Records to use Block Start
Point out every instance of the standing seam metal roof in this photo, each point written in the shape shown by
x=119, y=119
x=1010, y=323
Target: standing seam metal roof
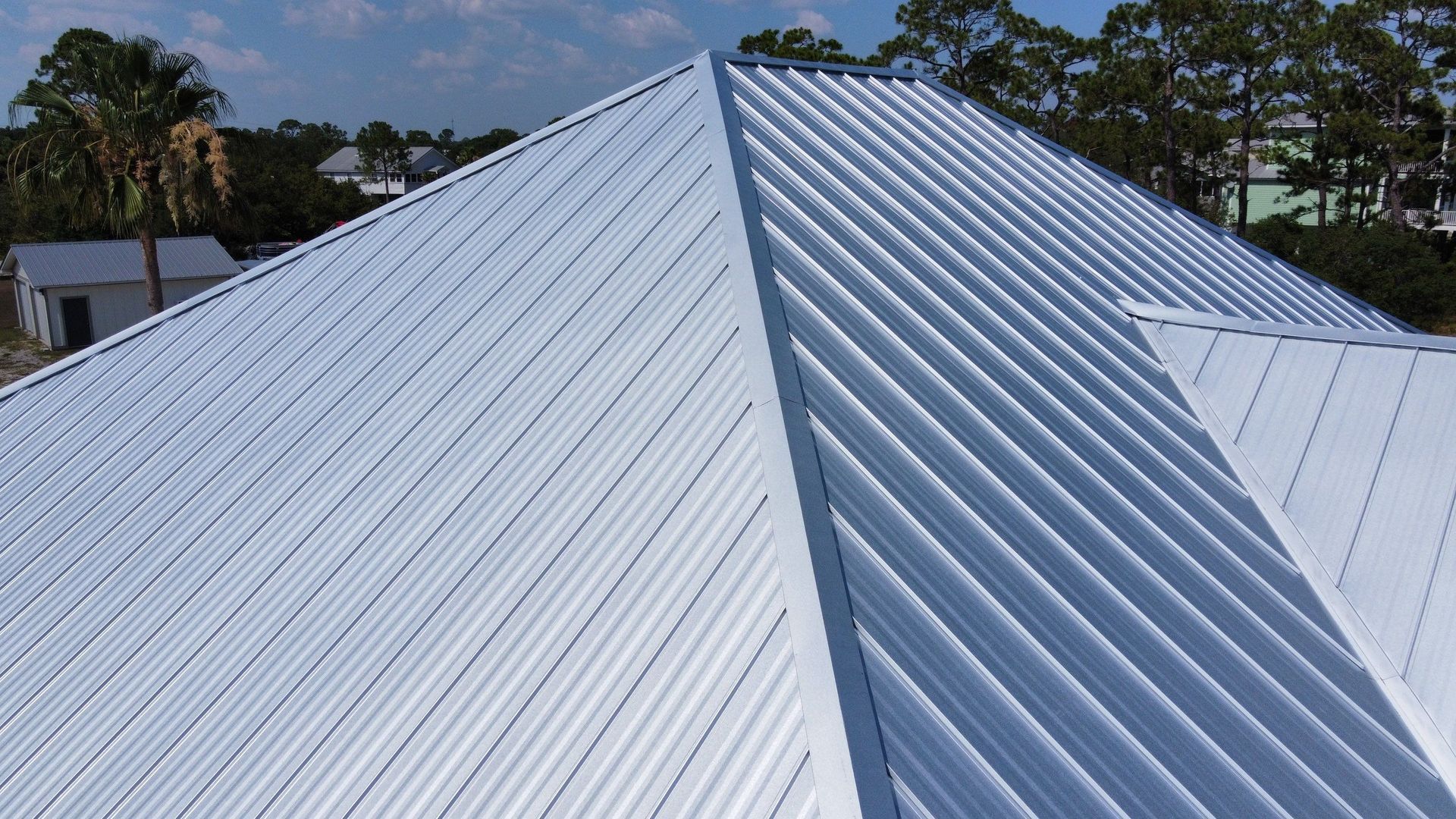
x=766, y=439
x=71, y=264
x=1350, y=435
Records to use Block End
* **Task statement**
Every line above is to be reproduced verbatim, and the pictures are to be omitted.

* **Answer to this exercise**
Point out every instance of the standing seam metal roof in this photo, each point written in the shape shown by
x=119, y=119
x=1010, y=323
Target: standing seam metal roof
x=766, y=439
x=71, y=264
x=1350, y=435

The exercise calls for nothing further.